Le double jeu égyptien sur Gaza : soutien humanitaire et répression

Le gouvernement égyptien a reçu les félicitations de plusieurs leaders mondiaux, dont Angela Merkel et Joe Biden, pour son rôle dans la médiation qui a mené à l’accord de cessez-le-feu qui a mis fin à l’offensive israélienne de 11 jours sur Gaza en mai dernier. La rhétorique humanitaire de l’Égypte à cette occasion est surprenante étant donné que le Président al-Sisi avait renforcé le blocus sur Gaza lors de l’offensive militaire israélienne de 2014. 

A la suite du cessez-le-feu, al-Sisi a annoncé un soutien humanitaire et 500 millions de dollars pour aider à la reconstruction. Le 16 mai, les autorités égyptiennes ont ouvert le point de passage de Rafah – l’accès terrestre entre l’Egypte et Gaza – pour permettre l’accès de matériel médical dans le nord du Sinaï où ils ont envoyé un convoi médical pour soigner les Palestinien.ne.s blessé.e.s. Parmi le personnel médical, le Dr Hossam Eddin Shaaban a été disparu de force pendant deux semaines après avoir critiqué l’absence de toute manifestation en soutien au peuple palestinien, ce qui est interdit selon la loi anti-manifestation (Protest Law).

# Liste des consignes
- a) Dans l'article sur l'Égypte et Gaza, réécrivez sous forme de liste le paragraphe qui commence par « A la suite du cessez-le-feu », en gardant ses faits principaux.
- b) Donnez toutes les personnes citées par leur nom dans l'article sur l'Égypte et Gaza.
- c) Poursuivez l'article sur l'Égypte et Gaza à partir de sa dernière phrase.

# Données affichées
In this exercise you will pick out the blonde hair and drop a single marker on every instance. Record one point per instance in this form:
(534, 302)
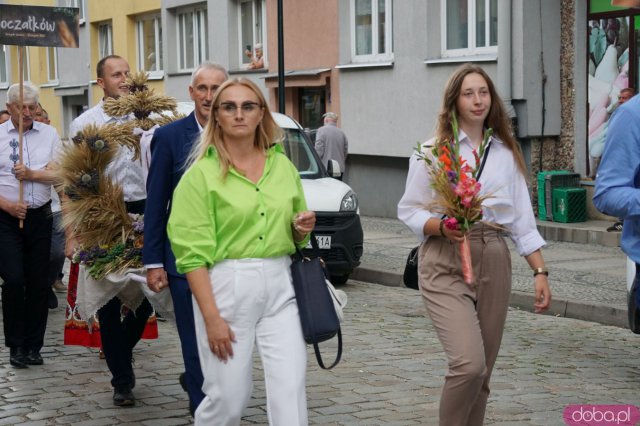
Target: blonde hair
(267, 132)
(497, 119)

# Réponses attendues
- a)
- Après le cessez-le-feu, al-Sisi annonce un soutien humanitaire et 500 millions de dollars pour la reconstruction.
- Le 16 mai, l'Égypte ouvre le point de passage de Rafah, l'accès terrestre entre l'Égypte et Gaza, pour laisser passer du matériel médical.
- Un convoi médical est envoyé dans le nord du Sinaï pour soigner les Palestiniens et Palestiniennes blessés.
- Le Dr Hossam Eddin Shaaban, membre de ce personnel médical, est victime d'une disparition forcée pendant deux semaines. Il avait critiqué l'absence de manifestation de soutien au peuple palestinien, ce que la loi anti-manifestation interdit.

- b)
- Angela Merkel
- Joe Biden
- al-Sisi
- Hossam Eddin Shaaban

- c)
Le loup déguisé en agneau 

En réalité, les autorités égyptiennes ont ouvert et fermé le point de passage de Rafah, de manière ponctuelle, depuis l’accord de 2005 sur la liberté de mouvement et le droit d’accèset ce, bien qu’Israël garde un contrôle important sur ce point d’entrée. L’Égypte est complice d’Israël dans le blocage, depuis 14 ans, de la bande de Gaza en échange de maigres bénéfices, tels que le transfert d’aide humanitaire ou la participation aux négociations de cessez-le-feu. En ce sens, l’Égypte contrevient également à ses obligations découlant de la Quatrième Convention de Genève (entre autres, l’interdiction d’imposer des peines collectives et de refuser le passage aux équipes médicales) qu’Israël viole en imposant une peine collective aux Palestinien.ne.s de Gaza. 

L’Égypte a violé le droit international à plusieurs reprises en faisant usage d’une force excessive et létale, notamment en tirant sur des pêcheurs palestiniens qui étaient soi-disant entrés dans les eaux territoriales égyptiennes. Le 25 septembre 2020, deux pêcheurs ont été tués, et un autre a été blessé et détenu par l’armée égyptienne pendant cinq mois.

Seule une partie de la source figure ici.